_TRY IT_
Transcribe the stretch of entries below from the line with "trace orange safety vest, every instance" through the line with "trace parked car, every instance", exactly and with both ends included; leave out all other lines.

== Segment start ==

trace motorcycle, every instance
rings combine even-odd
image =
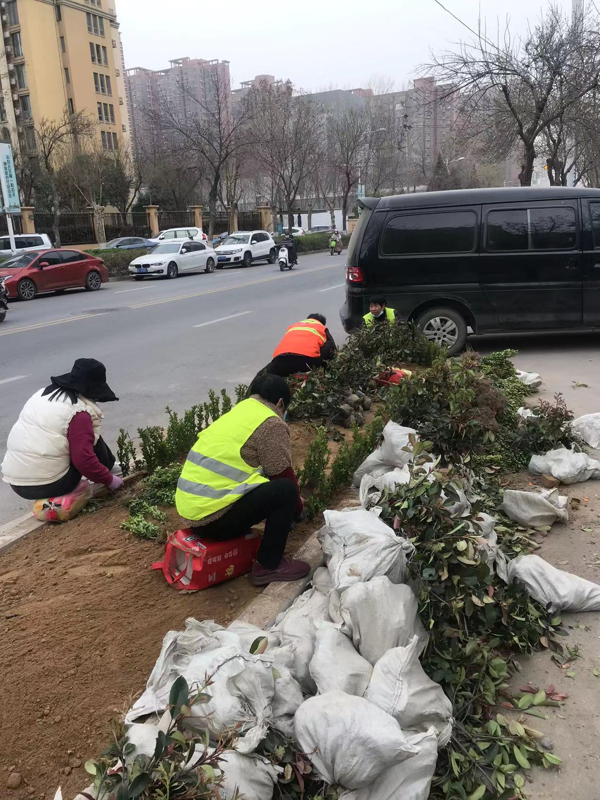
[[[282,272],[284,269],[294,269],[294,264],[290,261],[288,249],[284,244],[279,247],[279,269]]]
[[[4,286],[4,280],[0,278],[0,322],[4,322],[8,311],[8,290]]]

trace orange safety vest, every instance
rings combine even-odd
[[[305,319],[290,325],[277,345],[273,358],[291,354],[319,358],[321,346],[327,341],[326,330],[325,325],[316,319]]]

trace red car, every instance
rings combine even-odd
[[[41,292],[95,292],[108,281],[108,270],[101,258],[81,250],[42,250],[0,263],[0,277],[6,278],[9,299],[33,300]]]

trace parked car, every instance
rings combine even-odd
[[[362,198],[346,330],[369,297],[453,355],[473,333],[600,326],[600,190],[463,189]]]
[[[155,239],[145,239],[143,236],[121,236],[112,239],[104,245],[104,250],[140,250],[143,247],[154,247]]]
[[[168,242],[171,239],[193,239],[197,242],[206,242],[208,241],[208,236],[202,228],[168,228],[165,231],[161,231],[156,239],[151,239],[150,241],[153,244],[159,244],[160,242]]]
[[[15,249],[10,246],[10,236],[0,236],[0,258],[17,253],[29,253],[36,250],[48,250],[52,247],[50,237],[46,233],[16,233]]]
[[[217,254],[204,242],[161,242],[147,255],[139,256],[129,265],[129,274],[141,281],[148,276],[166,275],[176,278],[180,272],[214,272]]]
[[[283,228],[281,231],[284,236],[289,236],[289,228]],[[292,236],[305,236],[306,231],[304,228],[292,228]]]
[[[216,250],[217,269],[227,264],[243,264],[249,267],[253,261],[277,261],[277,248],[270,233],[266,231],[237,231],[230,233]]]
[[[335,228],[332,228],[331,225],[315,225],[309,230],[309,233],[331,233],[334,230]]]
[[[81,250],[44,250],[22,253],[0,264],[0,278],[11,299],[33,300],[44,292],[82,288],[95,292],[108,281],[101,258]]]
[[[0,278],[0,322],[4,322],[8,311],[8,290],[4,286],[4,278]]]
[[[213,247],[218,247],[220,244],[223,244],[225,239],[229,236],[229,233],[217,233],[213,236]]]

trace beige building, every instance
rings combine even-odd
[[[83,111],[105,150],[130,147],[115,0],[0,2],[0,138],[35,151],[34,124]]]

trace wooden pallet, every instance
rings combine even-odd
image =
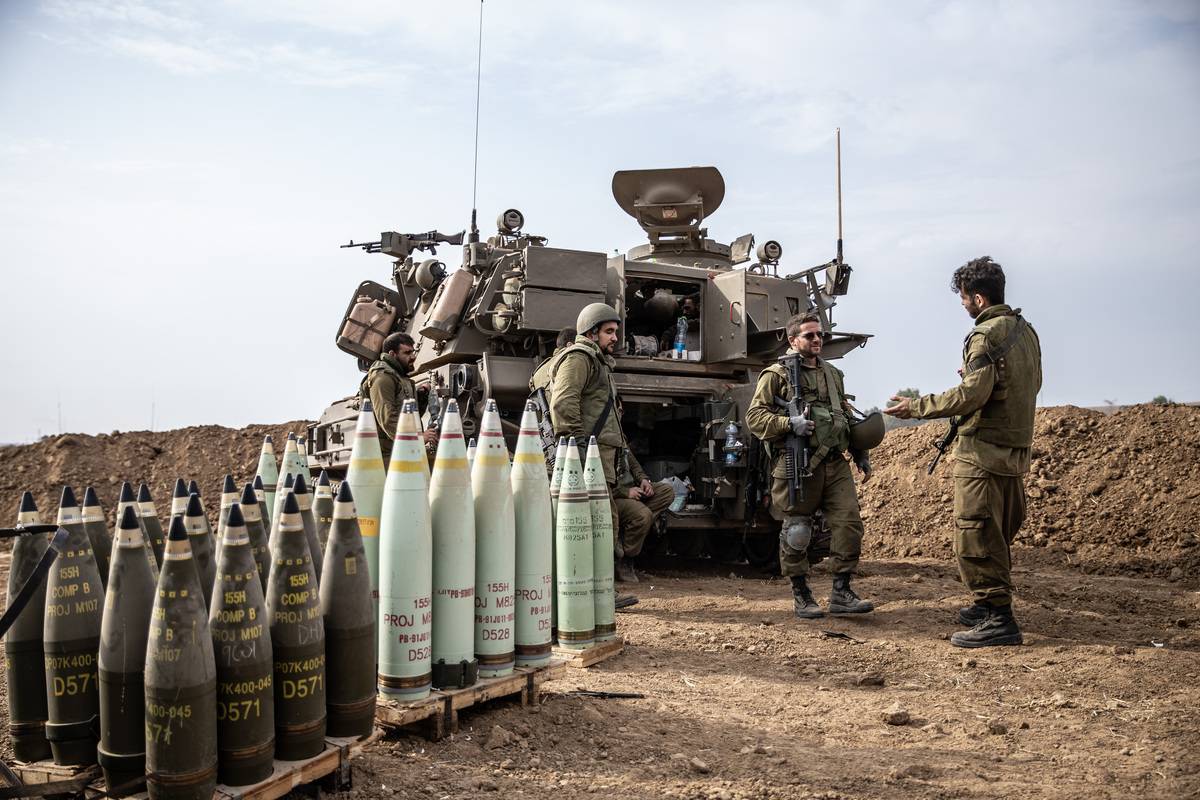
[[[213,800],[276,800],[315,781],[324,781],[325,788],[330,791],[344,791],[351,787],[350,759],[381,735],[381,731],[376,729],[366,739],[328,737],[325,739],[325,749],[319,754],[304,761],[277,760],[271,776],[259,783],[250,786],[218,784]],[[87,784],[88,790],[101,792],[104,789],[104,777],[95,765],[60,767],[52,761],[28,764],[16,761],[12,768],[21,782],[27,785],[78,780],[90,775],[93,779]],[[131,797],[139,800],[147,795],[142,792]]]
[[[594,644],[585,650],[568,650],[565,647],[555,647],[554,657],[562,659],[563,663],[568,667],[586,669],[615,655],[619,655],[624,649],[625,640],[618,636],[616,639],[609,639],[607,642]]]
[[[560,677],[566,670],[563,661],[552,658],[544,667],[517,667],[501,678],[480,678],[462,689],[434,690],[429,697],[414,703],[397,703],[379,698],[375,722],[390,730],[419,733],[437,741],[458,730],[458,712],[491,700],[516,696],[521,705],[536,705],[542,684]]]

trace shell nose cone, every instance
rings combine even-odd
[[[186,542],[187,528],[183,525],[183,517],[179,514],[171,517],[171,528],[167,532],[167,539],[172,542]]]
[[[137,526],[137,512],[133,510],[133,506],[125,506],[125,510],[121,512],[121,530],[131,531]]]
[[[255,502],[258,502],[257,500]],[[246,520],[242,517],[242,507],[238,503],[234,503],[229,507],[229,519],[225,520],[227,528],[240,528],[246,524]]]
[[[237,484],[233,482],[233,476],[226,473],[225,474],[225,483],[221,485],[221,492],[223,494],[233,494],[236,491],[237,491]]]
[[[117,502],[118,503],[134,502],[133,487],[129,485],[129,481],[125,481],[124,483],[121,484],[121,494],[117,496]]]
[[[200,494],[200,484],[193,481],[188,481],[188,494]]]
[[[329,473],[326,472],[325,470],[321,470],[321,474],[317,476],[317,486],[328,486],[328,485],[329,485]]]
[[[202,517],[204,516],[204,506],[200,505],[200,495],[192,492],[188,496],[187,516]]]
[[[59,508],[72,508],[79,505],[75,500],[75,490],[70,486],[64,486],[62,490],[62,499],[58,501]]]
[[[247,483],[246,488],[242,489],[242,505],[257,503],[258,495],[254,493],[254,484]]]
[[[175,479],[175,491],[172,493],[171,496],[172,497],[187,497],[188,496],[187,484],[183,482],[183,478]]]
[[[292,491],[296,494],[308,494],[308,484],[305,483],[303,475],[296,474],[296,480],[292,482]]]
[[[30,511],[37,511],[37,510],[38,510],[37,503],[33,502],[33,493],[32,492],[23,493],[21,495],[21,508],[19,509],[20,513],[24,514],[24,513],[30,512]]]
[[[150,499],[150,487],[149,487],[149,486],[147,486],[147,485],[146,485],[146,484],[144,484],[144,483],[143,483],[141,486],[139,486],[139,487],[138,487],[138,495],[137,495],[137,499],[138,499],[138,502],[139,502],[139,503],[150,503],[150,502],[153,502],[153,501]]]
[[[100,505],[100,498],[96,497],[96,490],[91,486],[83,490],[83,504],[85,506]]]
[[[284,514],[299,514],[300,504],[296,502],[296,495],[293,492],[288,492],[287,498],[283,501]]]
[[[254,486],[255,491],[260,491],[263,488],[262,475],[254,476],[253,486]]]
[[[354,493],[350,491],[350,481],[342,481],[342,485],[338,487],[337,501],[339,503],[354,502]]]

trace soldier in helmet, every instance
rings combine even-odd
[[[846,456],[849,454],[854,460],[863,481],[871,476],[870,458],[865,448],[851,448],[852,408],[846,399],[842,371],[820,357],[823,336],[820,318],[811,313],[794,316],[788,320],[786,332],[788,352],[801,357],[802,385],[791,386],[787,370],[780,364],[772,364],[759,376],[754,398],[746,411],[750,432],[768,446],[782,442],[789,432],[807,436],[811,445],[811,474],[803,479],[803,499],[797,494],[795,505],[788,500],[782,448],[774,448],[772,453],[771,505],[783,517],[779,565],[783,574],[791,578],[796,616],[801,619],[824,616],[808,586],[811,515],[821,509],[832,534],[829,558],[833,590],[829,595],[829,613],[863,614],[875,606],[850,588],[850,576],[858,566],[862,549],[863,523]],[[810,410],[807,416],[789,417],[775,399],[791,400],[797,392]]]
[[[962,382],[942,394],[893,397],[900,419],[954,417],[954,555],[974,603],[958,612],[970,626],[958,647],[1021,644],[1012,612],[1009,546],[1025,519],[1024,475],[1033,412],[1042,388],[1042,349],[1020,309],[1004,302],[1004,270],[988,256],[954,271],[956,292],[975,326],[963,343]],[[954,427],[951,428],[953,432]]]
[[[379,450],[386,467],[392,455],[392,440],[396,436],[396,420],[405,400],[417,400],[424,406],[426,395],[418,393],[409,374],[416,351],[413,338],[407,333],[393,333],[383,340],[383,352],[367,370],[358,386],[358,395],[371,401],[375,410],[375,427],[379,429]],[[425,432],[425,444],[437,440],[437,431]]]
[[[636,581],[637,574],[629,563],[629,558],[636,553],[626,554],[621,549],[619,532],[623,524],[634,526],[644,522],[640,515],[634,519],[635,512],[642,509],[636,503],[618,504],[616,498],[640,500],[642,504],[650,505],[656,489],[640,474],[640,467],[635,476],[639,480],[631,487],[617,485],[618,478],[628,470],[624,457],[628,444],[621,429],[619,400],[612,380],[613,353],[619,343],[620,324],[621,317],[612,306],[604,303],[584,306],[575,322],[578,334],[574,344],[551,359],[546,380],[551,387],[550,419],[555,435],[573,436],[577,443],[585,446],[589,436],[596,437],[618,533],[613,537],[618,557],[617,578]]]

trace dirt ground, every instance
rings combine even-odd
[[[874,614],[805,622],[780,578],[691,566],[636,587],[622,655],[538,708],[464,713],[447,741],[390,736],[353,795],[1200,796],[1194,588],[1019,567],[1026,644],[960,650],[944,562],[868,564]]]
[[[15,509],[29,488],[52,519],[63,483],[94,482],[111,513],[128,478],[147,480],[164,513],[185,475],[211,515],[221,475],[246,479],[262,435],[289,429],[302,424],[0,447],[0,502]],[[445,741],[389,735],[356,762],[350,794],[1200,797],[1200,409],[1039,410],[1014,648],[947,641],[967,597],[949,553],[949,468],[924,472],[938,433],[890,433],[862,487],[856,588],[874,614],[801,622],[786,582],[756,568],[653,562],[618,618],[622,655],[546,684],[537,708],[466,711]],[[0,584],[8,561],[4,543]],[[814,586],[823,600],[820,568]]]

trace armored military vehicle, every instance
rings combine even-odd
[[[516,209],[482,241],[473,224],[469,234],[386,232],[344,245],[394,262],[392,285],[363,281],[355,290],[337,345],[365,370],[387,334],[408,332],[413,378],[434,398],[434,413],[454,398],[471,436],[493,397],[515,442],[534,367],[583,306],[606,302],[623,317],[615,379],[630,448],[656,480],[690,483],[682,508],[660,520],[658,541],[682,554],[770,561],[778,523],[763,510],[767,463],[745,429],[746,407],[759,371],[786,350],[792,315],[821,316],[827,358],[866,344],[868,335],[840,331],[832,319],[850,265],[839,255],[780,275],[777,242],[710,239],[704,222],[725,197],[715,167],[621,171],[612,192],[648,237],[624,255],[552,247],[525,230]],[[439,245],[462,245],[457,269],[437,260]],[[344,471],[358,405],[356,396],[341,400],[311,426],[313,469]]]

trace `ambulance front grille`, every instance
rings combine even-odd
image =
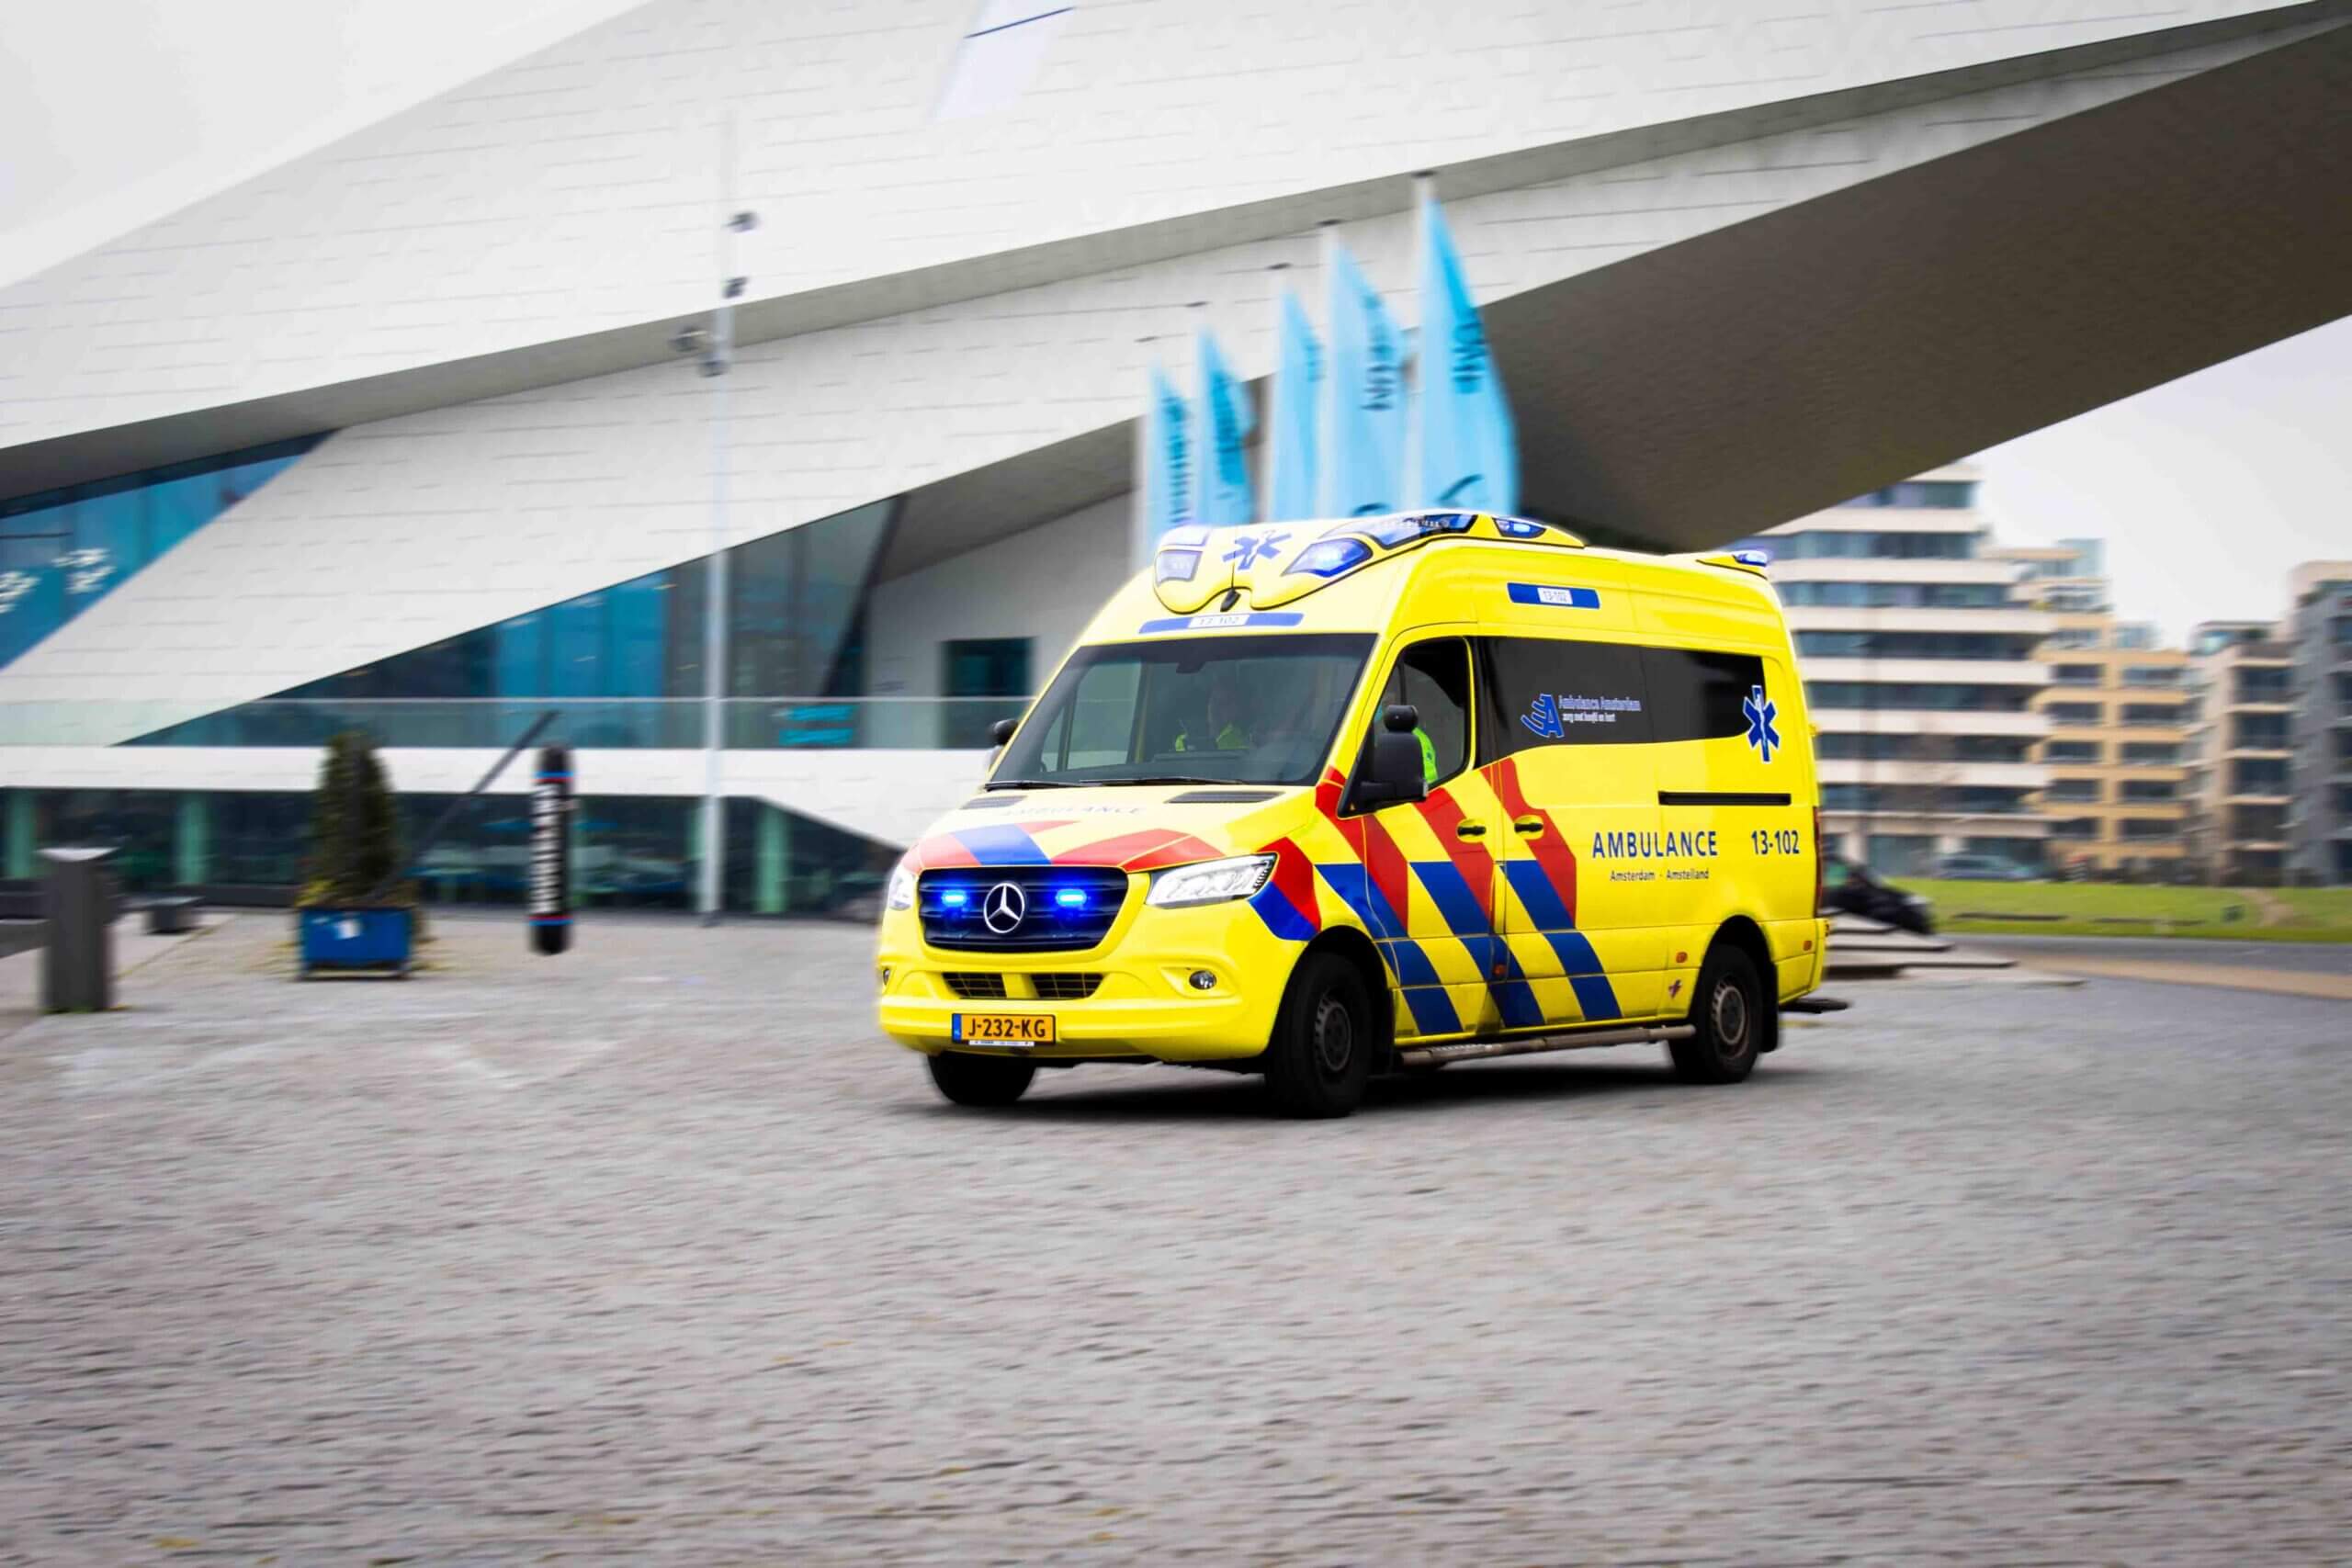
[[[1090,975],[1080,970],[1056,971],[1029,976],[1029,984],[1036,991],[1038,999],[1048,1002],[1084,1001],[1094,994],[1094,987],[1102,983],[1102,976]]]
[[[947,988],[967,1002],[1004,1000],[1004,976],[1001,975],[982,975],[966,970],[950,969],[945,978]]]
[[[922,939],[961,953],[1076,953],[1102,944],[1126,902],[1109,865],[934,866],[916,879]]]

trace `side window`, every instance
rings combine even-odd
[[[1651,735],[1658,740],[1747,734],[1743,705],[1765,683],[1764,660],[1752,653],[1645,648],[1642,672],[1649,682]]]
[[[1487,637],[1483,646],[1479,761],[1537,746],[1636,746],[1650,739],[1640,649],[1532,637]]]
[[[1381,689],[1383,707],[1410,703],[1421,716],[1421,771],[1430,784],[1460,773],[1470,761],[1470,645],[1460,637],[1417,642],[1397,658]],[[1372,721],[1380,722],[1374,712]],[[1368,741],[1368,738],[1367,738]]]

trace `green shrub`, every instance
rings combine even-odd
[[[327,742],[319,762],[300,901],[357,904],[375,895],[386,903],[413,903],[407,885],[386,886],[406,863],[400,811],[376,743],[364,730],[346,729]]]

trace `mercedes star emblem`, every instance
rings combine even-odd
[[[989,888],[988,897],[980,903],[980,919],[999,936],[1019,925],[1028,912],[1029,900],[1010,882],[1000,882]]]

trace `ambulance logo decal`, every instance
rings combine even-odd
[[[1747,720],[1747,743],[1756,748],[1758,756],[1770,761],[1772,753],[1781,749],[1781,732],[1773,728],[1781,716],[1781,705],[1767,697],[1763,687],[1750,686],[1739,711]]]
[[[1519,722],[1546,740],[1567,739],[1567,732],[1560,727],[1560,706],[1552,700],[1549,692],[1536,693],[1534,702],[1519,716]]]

== Segment end ==

_EXERCISE RESPONSE_
trace orange safety vest, every instance
rings combine even-odd
[[[305,319],[290,325],[277,345],[273,358],[291,354],[319,358],[321,346],[327,341],[326,330],[325,325],[316,319]]]

trace red car, every instance
rings combine even-odd
[[[41,292],[95,292],[108,281],[108,270],[101,258],[81,250],[42,250],[0,263],[0,277],[6,278],[9,299],[33,300]]]

trace parked car, every instance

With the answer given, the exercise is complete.